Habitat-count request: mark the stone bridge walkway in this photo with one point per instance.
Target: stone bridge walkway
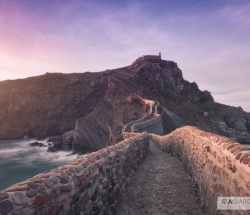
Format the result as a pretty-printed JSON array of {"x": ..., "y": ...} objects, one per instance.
[{"x": 161, "y": 185}]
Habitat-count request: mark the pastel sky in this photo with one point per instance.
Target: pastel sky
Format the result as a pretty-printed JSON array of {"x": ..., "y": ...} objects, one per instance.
[{"x": 210, "y": 40}]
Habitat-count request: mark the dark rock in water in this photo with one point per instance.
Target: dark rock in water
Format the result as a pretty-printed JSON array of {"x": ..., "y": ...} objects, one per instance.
[
  {"x": 63, "y": 142},
  {"x": 37, "y": 144}
]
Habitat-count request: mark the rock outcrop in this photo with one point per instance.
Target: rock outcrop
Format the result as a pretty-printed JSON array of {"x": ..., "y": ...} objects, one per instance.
[{"x": 95, "y": 106}]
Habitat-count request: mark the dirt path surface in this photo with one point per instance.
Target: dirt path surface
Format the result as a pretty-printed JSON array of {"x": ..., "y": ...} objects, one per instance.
[{"x": 161, "y": 185}]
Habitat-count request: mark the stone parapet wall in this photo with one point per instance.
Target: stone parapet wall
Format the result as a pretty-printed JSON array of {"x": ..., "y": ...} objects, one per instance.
[
  {"x": 219, "y": 166},
  {"x": 90, "y": 184}
]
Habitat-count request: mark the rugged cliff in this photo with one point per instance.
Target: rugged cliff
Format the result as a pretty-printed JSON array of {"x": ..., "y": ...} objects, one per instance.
[{"x": 90, "y": 109}]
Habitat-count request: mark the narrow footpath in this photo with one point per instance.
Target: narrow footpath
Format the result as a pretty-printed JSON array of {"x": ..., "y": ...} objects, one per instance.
[{"x": 160, "y": 186}]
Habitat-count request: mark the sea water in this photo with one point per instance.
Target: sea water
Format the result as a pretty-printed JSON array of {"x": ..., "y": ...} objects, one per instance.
[{"x": 20, "y": 161}]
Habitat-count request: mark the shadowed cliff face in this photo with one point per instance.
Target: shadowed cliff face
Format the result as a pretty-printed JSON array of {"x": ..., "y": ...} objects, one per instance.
[{"x": 95, "y": 106}]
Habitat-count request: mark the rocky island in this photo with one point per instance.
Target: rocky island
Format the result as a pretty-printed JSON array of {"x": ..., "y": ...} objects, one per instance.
[
  {"x": 144, "y": 159},
  {"x": 70, "y": 107}
]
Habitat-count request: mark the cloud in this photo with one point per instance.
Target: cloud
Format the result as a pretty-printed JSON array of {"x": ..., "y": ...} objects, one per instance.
[{"x": 209, "y": 41}]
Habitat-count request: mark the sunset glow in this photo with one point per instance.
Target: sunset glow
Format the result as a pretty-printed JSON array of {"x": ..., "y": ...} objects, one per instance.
[{"x": 208, "y": 39}]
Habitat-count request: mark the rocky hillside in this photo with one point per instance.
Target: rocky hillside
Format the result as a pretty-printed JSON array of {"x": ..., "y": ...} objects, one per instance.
[{"x": 89, "y": 110}]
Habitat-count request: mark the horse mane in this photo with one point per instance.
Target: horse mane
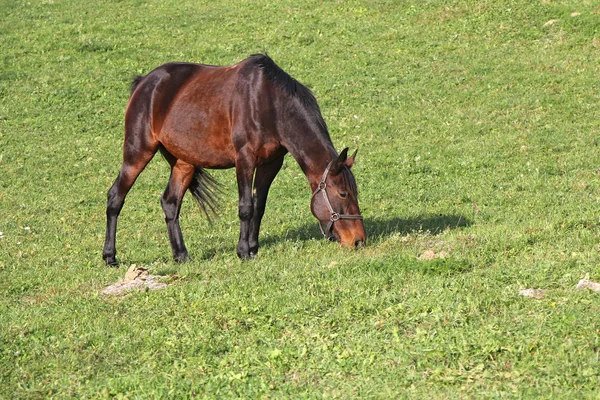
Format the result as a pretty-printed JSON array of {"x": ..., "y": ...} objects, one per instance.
[{"x": 290, "y": 86}]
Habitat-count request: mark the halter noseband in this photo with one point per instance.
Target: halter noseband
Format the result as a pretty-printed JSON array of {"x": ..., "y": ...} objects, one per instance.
[{"x": 334, "y": 216}]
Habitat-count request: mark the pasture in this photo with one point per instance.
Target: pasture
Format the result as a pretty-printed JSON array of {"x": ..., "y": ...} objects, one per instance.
[{"x": 477, "y": 124}]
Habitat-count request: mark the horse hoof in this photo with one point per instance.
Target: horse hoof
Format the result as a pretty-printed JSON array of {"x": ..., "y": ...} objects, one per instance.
[
  {"x": 182, "y": 258},
  {"x": 111, "y": 262}
]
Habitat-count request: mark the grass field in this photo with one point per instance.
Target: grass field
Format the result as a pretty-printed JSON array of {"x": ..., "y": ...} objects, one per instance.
[{"x": 477, "y": 124}]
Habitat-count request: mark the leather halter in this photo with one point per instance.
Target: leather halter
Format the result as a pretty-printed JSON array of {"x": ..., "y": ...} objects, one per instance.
[{"x": 334, "y": 215}]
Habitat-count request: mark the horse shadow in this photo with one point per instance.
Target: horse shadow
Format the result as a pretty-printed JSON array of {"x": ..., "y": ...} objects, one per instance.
[{"x": 381, "y": 228}]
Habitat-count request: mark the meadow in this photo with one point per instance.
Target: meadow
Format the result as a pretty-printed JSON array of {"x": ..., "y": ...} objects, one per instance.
[{"x": 477, "y": 124}]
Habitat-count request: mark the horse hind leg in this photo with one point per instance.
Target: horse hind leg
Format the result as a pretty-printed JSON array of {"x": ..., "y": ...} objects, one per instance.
[
  {"x": 136, "y": 155},
  {"x": 181, "y": 177}
]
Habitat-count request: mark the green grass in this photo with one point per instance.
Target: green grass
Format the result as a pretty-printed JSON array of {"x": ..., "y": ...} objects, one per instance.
[{"x": 478, "y": 134}]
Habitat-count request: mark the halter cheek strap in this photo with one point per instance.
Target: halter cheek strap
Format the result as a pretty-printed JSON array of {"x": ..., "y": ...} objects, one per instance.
[{"x": 334, "y": 215}]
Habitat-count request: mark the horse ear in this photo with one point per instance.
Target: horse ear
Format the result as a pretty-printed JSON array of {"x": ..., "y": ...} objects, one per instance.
[
  {"x": 341, "y": 161},
  {"x": 350, "y": 160}
]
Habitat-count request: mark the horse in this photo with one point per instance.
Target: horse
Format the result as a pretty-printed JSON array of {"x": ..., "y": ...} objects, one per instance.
[{"x": 249, "y": 116}]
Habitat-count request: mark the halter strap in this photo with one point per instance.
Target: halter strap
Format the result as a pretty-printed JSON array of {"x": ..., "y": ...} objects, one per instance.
[{"x": 334, "y": 215}]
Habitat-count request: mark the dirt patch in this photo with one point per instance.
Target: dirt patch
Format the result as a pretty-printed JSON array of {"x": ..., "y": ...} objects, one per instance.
[
  {"x": 429, "y": 255},
  {"x": 136, "y": 278}
]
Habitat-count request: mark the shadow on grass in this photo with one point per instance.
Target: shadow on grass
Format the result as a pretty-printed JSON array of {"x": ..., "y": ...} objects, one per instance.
[
  {"x": 380, "y": 228},
  {"x": 434, "y": 224}
]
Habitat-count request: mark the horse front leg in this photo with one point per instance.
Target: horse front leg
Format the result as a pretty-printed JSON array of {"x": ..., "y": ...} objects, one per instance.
[
  {"x": 244, "y": 169},
  {"x": 265, "y": 174},
  {"x": 181, "y": 177}
]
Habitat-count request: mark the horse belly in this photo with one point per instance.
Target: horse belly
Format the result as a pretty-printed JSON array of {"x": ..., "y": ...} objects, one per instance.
[{"x": 204, "y": 143}]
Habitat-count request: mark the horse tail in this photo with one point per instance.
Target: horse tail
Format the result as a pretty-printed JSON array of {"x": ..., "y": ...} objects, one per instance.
[
  {"x": 135, "y": 82},
  {"x": 206, "y": 190}
]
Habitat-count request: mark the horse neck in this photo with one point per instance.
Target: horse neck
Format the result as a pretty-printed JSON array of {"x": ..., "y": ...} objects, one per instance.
[{"x": 312, "y": 150}]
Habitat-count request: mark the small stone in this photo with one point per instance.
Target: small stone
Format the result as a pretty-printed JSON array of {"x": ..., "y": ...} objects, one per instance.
[
  {"x": 533, "y": 293},
  {"x": 135, "y": 272},
  {"x": 586, "y": 284}
]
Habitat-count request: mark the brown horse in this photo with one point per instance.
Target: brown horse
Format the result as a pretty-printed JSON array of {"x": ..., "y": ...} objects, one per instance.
[{"x": 246, "y": 116}]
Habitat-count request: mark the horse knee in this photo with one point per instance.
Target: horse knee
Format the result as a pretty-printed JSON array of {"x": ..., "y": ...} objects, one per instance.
[
  {"x": 170, "y": 208},
  {"x": 114, "y": 202},
  {"x": 245, "y": 212}
]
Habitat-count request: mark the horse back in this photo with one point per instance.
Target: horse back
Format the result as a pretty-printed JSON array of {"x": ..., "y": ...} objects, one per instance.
[{"x": 204, "y": 114}]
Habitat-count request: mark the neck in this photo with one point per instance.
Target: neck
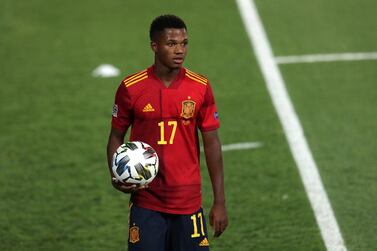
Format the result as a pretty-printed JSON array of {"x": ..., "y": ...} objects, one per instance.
[{"x": 166, "y": 74}]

::::

● **Aim of the exercise**
Extract each line holding the word "hind" from the records.

● **Result for this exercise**
Habitat-count request: mark the horse hind leg in this photo with one point per instance.
Target: horse hind leg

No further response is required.